- Data in this exercise -

--

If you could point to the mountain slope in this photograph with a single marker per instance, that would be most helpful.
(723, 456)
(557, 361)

--

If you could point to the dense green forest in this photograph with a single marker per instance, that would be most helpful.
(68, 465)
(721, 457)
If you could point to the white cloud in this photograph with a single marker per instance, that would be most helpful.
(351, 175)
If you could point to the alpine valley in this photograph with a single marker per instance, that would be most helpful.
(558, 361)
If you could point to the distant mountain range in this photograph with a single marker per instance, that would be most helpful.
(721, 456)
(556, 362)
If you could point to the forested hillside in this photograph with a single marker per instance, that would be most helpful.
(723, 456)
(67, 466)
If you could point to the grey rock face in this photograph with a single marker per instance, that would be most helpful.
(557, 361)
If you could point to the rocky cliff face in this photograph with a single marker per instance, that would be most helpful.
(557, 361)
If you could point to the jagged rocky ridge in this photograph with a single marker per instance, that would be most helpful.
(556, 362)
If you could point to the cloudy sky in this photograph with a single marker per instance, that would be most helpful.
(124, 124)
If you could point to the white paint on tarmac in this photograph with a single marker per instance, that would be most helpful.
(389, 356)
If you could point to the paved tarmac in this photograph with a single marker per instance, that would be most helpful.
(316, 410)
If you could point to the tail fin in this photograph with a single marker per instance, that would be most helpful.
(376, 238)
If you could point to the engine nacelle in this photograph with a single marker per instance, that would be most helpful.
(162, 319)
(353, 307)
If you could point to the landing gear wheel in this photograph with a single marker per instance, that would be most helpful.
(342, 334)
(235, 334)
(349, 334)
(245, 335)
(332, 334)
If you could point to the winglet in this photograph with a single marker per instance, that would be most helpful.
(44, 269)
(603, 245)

--

- Task to carry out -
Report each line in the records above that contains the word "tarmac", copying each of those lines in full.

- Exercise output -
If you could point to the white paint on tarmac in this photograph with a single marker per instance, that would be most helpful.
If you could point to the paved tarmac in this photograph with a single marker per instance, that would be most helpful.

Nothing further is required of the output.